### TASK STATEMENT
Locate every line of the records below that contains the string "wall" and reproduce each such line in full.

···

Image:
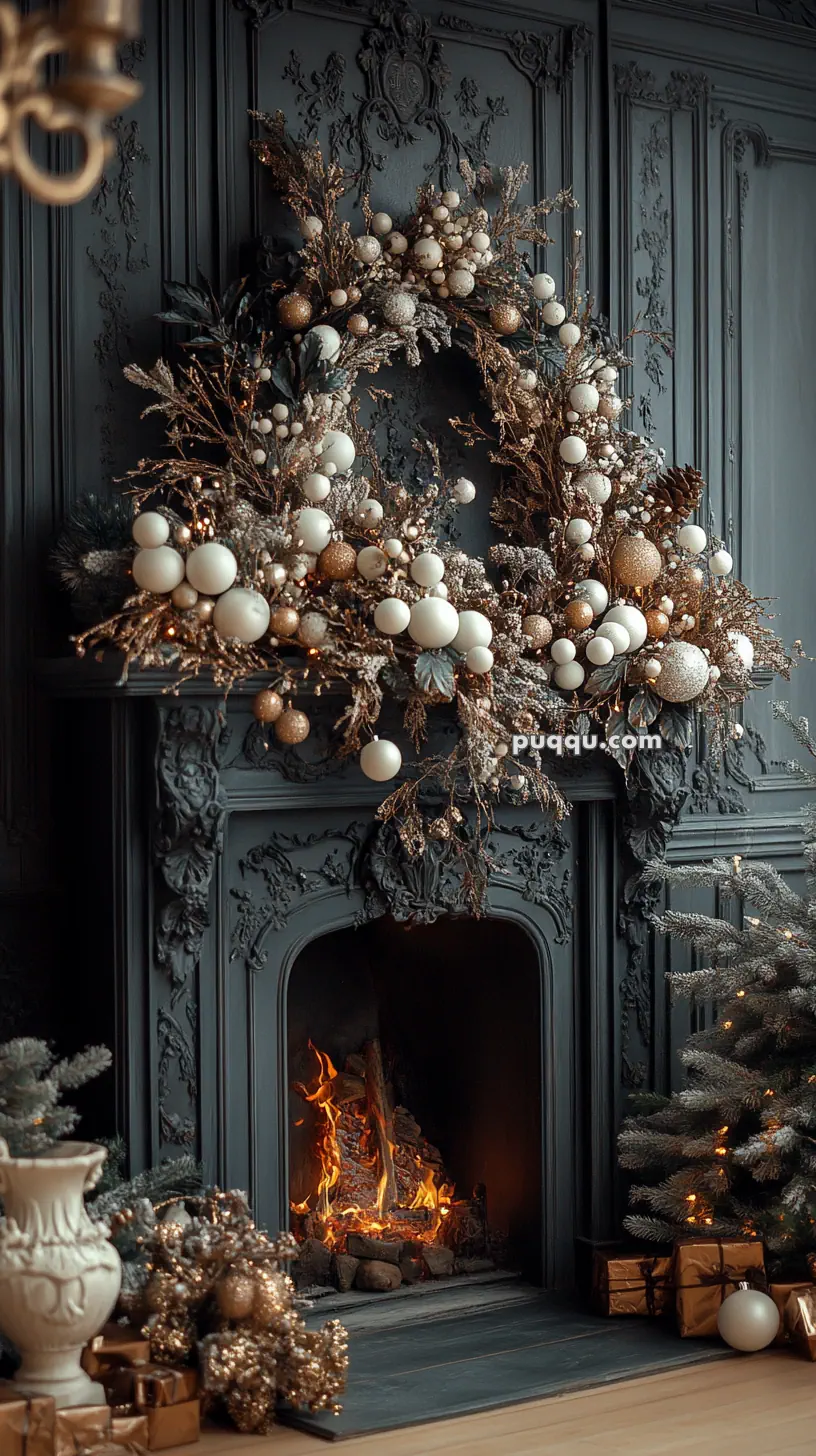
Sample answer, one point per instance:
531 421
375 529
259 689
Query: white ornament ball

···

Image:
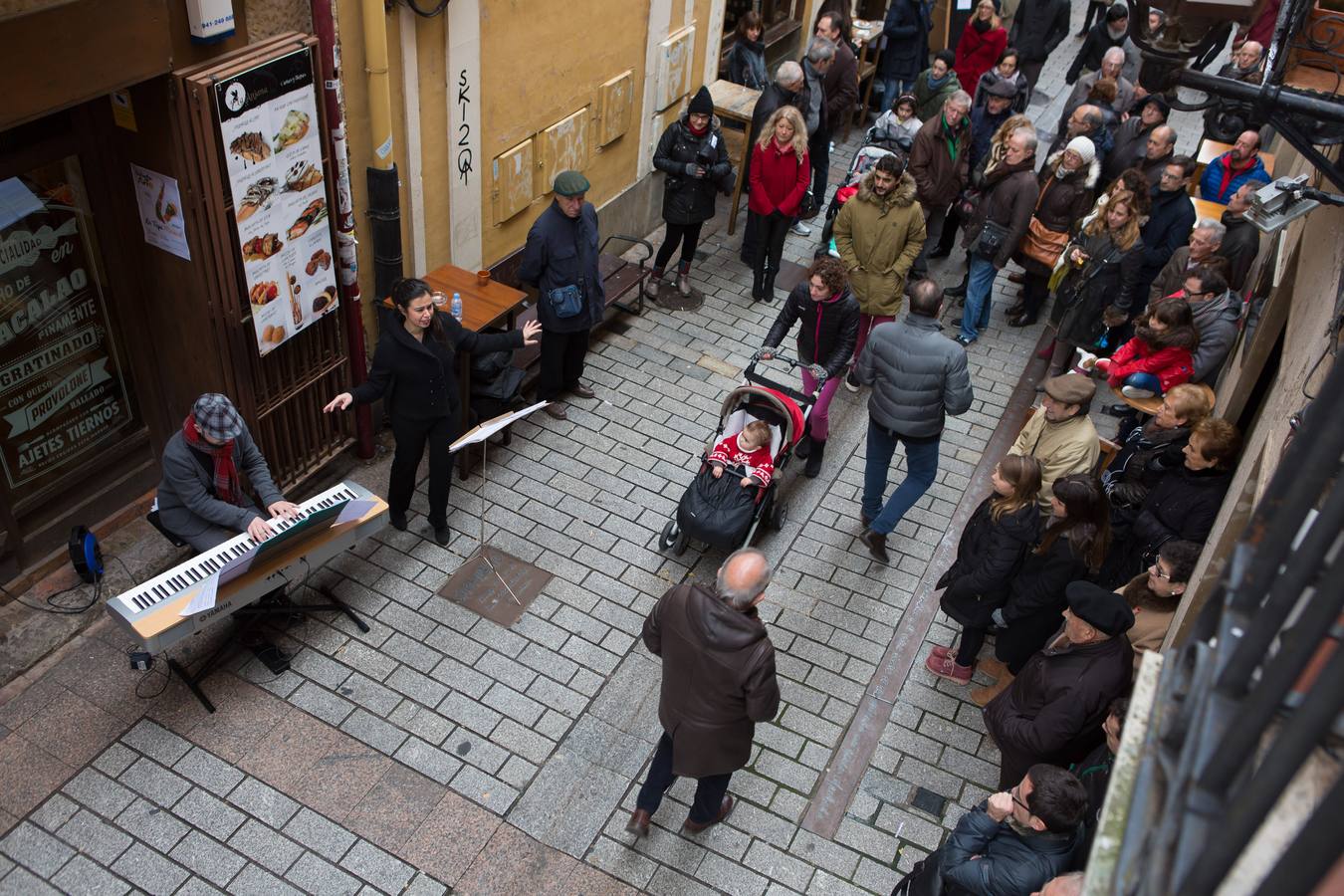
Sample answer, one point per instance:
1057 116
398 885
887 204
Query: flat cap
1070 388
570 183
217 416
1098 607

···

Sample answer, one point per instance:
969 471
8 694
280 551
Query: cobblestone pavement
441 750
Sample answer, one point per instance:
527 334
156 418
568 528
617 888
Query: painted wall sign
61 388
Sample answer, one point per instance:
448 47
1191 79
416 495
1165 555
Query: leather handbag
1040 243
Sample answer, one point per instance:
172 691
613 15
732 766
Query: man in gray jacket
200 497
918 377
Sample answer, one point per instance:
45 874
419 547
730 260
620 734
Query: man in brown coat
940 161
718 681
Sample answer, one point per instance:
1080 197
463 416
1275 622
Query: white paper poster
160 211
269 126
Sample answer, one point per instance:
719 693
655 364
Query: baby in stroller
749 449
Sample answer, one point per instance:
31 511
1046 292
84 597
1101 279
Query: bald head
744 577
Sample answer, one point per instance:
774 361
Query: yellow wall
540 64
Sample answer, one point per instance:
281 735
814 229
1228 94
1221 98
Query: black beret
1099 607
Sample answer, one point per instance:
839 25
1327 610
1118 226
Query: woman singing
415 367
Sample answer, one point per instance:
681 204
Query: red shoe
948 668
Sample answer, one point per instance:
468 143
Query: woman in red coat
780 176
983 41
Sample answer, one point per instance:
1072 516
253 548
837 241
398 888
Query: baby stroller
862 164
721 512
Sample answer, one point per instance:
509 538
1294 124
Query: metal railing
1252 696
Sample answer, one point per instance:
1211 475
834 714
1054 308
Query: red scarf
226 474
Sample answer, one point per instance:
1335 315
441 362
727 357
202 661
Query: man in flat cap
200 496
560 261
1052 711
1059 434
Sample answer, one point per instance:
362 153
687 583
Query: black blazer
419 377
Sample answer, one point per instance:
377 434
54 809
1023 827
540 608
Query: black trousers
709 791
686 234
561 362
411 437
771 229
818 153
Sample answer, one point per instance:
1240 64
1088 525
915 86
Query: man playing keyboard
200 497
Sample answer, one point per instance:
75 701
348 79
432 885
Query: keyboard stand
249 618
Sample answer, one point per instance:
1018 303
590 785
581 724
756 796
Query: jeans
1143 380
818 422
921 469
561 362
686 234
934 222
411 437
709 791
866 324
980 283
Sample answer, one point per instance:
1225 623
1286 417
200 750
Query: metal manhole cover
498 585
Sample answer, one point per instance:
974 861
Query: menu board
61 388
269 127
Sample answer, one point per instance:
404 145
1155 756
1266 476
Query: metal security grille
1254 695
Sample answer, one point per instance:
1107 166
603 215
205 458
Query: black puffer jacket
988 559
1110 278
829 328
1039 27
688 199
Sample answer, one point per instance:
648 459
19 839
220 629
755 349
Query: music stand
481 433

···

### WRITTEN RESPONSE
Query: painted wall sign
Query: yellow wall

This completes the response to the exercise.